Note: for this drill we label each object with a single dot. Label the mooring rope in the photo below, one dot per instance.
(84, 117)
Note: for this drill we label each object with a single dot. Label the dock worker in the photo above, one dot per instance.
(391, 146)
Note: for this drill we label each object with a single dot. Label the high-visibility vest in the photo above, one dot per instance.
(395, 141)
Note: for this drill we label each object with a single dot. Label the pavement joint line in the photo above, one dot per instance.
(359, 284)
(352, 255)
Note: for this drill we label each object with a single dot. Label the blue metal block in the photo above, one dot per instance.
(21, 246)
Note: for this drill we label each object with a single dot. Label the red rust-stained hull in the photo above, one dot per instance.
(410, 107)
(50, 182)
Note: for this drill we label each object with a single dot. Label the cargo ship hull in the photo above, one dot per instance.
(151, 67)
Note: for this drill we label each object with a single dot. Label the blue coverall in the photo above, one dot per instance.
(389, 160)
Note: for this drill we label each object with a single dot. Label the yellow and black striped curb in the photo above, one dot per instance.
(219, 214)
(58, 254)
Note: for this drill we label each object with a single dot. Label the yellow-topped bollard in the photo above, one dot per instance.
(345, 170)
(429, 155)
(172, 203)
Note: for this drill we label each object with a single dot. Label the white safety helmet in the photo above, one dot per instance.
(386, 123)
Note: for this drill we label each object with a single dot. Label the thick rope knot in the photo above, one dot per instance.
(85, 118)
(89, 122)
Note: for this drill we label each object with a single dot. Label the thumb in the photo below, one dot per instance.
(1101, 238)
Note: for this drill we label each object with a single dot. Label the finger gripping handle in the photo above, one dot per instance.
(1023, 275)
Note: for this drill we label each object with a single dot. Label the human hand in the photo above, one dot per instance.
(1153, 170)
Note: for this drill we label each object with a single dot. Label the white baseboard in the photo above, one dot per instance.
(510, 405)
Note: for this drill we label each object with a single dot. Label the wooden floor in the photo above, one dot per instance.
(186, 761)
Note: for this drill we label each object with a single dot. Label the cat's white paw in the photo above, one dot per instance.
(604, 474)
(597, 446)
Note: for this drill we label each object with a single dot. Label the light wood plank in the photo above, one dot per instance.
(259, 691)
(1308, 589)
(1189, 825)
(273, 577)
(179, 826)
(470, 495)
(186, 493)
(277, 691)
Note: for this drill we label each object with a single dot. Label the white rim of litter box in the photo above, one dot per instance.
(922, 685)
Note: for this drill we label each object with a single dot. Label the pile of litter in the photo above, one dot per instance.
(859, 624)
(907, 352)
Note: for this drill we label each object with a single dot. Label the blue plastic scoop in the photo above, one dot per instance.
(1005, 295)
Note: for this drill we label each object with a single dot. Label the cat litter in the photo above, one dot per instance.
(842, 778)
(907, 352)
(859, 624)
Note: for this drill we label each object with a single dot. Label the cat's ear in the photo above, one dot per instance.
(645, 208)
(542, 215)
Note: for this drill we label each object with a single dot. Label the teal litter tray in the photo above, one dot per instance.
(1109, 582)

_Your task_
The response should be an exact copy of all the records above.

_Answer to the problem_
Note: for this drill we label each object with a single dot. Label the mooring rope in the photo below, one dot per instance.
(84, 117)
Note: for this drill we label each object with a single dot. Label the dock worker in the photo above, one dot per instance.
(391, 146)
Note: for this drill we label each object with a single dot. Label the high-visibility vest in the photo above, one dot per instance.
(395, 141)
Note: for this drill we label each object with a single dot. Label the pavement joint line in the photo above, one dot per instance.
(359, 284)
(352, 255)
Note: for this drill we label each object with a single dot. Label the blue metal block in the photo above, one dot per instance.
(21, 246)
Note: for this drill we label each object with a single dot. Label the red rust-stained hull in the photo above, one dot per instance.
(410, 107)
(50, 182)
Note: for this drill we label each object with a single dot. Label the cargo ship hull in the photo above, one dot per instance.
(151, 67)
Note: for this drill we label each object with a single dot. Label the blue coverall in the photo above, one dot per instance.
(389, 160)
Note: for this drill we label each object with a single dot. Label the yellow and black striped curb in the photo above, one dot per instance.
(219, 214)
(58, 254)
Note: for this drill we label each object with a single dot. Label the yellow-topped bollard in the photo above, one dot per instance.
(345, 170)
(429, 155)
(172, 203)
Note: for this drill we label each object with a single dot. Label the white safety helmet in the photo above, one dot per instance.
(386, 123)
Note: for this drill we label each object with a single dot. Label the thick rope knot in the photo above, one dot per instance.
(85, 118)
(89, 122)
Note: for this drill we label each object with a single dot. Label the thumb in the photo below, one dot per instance.
(1101, 238)
Note: for this drill we label each object with a single dot. Label the finger gripping handle in the photo above, one dot per instance.
(1023, 275)
Note: for this drill we label each object with a single dot. Label the human hand in the photo above, one dot per instance.
(1153, 170)
Note: for this drill we label each object with a single dot. Label the white baseboard in the photo above, one dot per instance.
(510, 405)
Note: for this drill we label each object with a single dot. Label the wooden floor in the photo above, one dot per instance.
(186, 761)
Note: for this drill we label each object with a single dot. Label the cat's white paw in the photo above, one dot per instance.
(604, 474)
(597, 446)
Note: for this drill we label each object with a single dot. Label the light wood plank in the photo above, one dot per instance.
(259, 691)
(1308, 589)
(1189, 825)
(273, 577)
(179, 826)
(470, 495)
(186, 493)
(277, 691)
Note: for this drill we label each object with a single dot. Label the white rim of litter box in the photo above, one dot per instance.
(922, 685)
Note: for this drill we label each object with a single dot. Label the pile of litter in the photo above, one dot per instance.
(859, 624)
(907, 352)
Note: for this drill we label each object with a single dot. Label the blue plastic scoop in the photo above, one dot per instance.
(1005, 295)
Note: for this drill we label each object with a single dot. Label the cat litter in the photo above, one dot per instance.
(842, 778)
(907, 352)
(859, 624)
Note: for this drill we label each object with a single dot. Label the cat's ear in the photo above, one dot per instance.
(645, 208)
(542, 215)
Note: for this drill we label each object with a single dot. Label the teal litter tray in the photo above, one dot per instance.
(1109, 582)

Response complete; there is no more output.